» Data extract
■ ■ ■ ■ ■ ■ ■

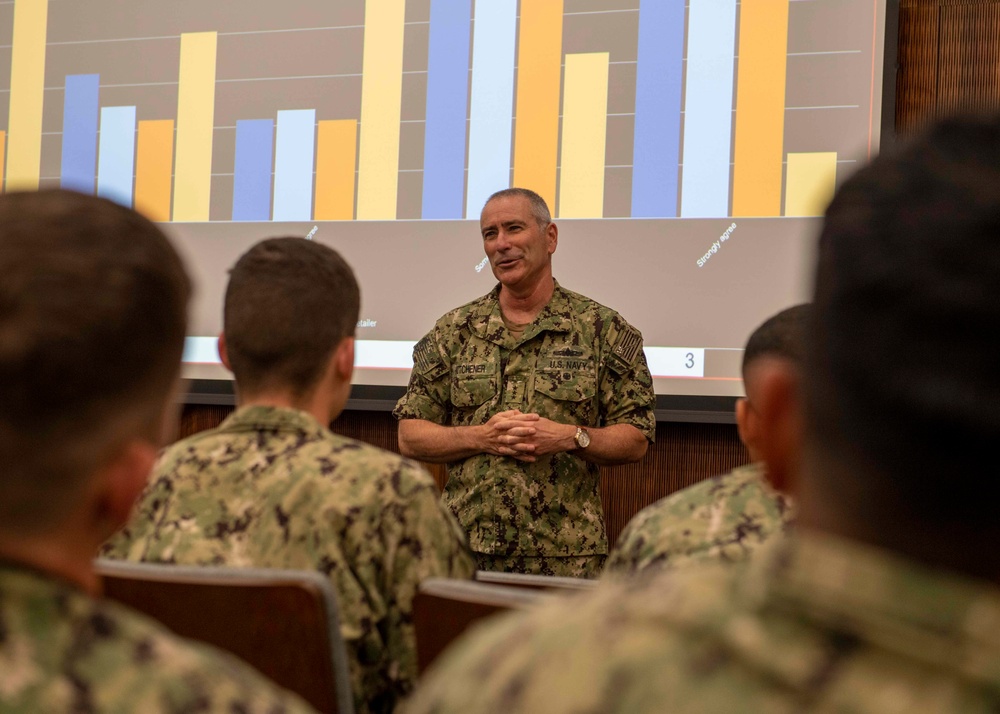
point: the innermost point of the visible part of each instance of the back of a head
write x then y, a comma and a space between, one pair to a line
93, 303
782, 335
289, 303
902, 380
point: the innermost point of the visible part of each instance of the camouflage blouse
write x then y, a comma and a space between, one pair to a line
272, 488
724, 518
810, 624
577, 363
63, 651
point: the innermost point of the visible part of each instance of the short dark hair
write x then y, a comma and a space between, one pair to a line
93, 303
289, 303
903, 383
539, 208
781, 335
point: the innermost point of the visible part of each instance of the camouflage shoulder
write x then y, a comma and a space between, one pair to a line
622, 639
408, 473
460, 316
625, 344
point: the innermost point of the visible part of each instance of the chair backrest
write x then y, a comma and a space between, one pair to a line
534, 582
284, 623
444, 608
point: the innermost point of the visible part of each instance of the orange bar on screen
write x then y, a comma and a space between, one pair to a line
154, 168
760, 108
536, 129
336, 160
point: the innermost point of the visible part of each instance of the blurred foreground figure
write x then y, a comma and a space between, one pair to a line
273, 487
726, 517
92, 319
883, 598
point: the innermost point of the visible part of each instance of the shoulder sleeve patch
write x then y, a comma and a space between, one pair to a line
427, 360
627, 346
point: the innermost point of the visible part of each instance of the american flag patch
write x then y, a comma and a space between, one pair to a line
628, 344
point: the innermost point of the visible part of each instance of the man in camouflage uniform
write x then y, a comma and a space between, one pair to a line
525, 393
884, 596
92, 321
273, 487
729, 516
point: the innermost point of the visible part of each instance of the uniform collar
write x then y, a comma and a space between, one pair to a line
257, 418
486, 320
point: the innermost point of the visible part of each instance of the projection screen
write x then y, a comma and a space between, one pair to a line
686, 149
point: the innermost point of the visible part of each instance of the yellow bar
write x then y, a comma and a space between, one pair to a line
336, 156
812, 179
760, 108
154, 169
381, 98
585, 123
536, 129
195, 123
27, 87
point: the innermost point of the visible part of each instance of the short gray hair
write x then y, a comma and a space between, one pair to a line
539, 209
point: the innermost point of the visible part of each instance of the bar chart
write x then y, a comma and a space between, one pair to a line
419, 109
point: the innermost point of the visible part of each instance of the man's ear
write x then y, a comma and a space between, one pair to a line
121, 481
780, 426
344, 359
747, 427
224, 351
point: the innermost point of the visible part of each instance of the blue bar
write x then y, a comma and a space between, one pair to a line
80, 114
252, 170
293, 165
116, 154
658, 83
447, 102
708, 113
492, 108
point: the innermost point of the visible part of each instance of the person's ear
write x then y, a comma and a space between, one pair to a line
120, 482
224, 351
780, 426
552, 236
747, 427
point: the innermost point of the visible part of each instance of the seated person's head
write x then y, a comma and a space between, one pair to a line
777, 344
93, 304
902, 382
291, 309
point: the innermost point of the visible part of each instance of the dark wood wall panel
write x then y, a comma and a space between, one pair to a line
949, 60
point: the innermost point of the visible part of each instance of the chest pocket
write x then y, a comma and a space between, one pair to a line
473, 391
566, 386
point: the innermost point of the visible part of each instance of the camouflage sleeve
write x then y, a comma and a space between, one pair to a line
428, 394
134, 540
626, 386
423, 540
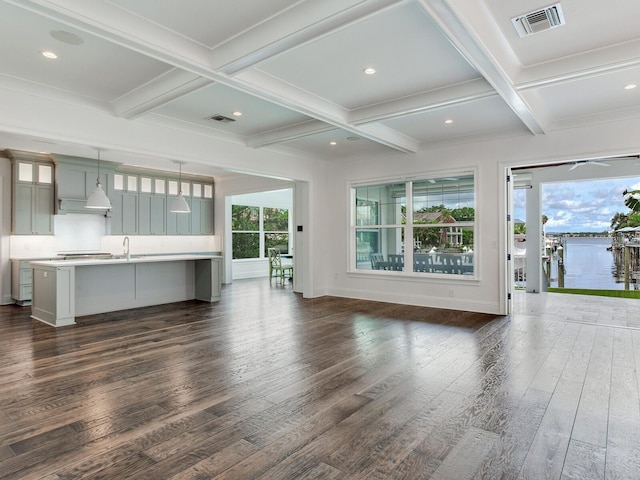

■ ■ ■ ■ ■ ■ ■

» The problem
Rewrite the stretch from the line containing "the camouflage sleeve" through the end of the items, replacing "innermost" with "central" and leaving everything else unchanged. Omit the pictures from your answer.

» Full solution
point: the central point of the visible part of each instance of the camouflage sleeve
write x then y, a comma and a space between, one pair to a line
428, 394
134, 540
626, 386
423, 540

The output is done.